▸ **EXCERPTED PASSAGE**:
So this idea has been bouncing around in my mind in different forms for awhile. I know I’ve posted about it. And many might be tired of hearing about it. Because it’s just an extremely rough seed of an idea and many might say it has no substance at all and could never work. It doesn’t help that I haven’t been able to articulate it well.
However this week I think I found the framework I’m looking for.
As people dealing with mental health challenges we struggle with a lot of things. Finding a job or staying in school or some kind of volunteer work/ activity, having social relationships, and living in an environment that’s workable and supports healing.
I have very close friends and we help each other day by day on an online support group. I so wish that we could all be together in person to exchange our strengths and talents in the service of helping one another. A huge problem I see is a lot of isolation. My friends for the most part live alone in their own apartments. Not all but some. I notice that they often have no way of getting to any social events, have trouble maintaining relationships (a huge issue in that is others not being able to deal with having a friend with a mental illness or disability,) and sadly often basic needs are not fulfilled. For some their disabilities makes getting/ preparing food, keeping a clean house, hygene ETC difficult. As well as things like managing money and access to medication. I feel so helpless and frustrated to see them struggling along. I’m especially frustrated when they’re supposedly getting “support services” that are less than supportive. The staff coming in are insensitive, won’t change what they’re doing when it’s brought up they’re doing things that are not working, just don’t show up ETC. This leaves the person even more emotionally lost because they were depending on at least a minimum amount of help which is unreliable.

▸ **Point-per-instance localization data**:
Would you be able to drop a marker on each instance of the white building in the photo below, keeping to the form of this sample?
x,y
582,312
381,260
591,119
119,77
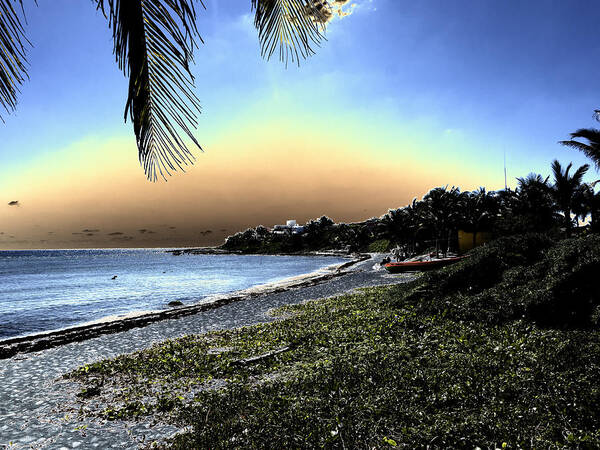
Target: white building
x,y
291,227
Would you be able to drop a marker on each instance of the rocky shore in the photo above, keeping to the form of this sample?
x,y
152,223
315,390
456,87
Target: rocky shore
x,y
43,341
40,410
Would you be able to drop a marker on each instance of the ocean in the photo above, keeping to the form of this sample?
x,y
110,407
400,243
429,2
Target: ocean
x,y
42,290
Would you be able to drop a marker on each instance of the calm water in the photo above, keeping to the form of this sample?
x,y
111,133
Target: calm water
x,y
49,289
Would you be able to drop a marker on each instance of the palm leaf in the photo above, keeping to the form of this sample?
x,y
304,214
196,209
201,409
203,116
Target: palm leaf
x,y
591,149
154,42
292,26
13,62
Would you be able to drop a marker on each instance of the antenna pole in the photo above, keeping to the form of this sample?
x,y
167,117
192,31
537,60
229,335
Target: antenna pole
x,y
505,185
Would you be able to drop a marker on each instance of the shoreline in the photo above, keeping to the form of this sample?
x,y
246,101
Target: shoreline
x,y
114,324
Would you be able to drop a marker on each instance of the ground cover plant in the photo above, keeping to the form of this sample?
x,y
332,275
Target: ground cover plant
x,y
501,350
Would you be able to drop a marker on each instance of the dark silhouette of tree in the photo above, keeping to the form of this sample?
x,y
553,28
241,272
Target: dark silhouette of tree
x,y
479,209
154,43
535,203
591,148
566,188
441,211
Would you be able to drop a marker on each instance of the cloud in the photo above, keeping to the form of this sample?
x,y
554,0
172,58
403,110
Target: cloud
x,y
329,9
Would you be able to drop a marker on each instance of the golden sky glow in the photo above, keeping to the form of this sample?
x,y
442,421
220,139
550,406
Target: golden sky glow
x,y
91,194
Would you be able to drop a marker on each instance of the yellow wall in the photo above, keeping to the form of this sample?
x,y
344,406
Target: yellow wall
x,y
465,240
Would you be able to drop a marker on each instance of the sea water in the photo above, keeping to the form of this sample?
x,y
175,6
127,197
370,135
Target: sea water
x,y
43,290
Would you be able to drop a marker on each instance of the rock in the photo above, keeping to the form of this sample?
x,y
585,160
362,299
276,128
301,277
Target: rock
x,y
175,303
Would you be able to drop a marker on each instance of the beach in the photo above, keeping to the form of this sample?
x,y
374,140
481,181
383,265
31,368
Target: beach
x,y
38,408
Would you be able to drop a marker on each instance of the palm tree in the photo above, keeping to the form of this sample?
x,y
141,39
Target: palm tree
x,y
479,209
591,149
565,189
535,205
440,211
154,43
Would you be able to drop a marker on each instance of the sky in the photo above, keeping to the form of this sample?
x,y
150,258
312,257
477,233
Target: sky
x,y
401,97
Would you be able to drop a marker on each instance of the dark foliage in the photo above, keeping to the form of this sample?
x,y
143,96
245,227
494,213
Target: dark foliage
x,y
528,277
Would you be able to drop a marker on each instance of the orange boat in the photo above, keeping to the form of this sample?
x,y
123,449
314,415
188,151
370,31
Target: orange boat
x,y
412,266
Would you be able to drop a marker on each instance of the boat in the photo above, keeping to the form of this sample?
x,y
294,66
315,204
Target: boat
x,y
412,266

▸ **EXERCISE INSTRUCTIONS**:
a. Summarize the post on mental health support in two sentences.
b. In the post on mental health support, where do the writer and the writer's close friends help each other day by day?
Rely solely on the text when responding.

▸ **PER-TASK ANSWERS**:
a. The writer has long had a rough idea that has been difficult to articulate, and says a framework for it may have been found this week. The post describes the struggles of people facing mental health challenges, especially the isolation, unmet basic needs, and unreliable support services experienced by the writer's friends.

b. On an online support group.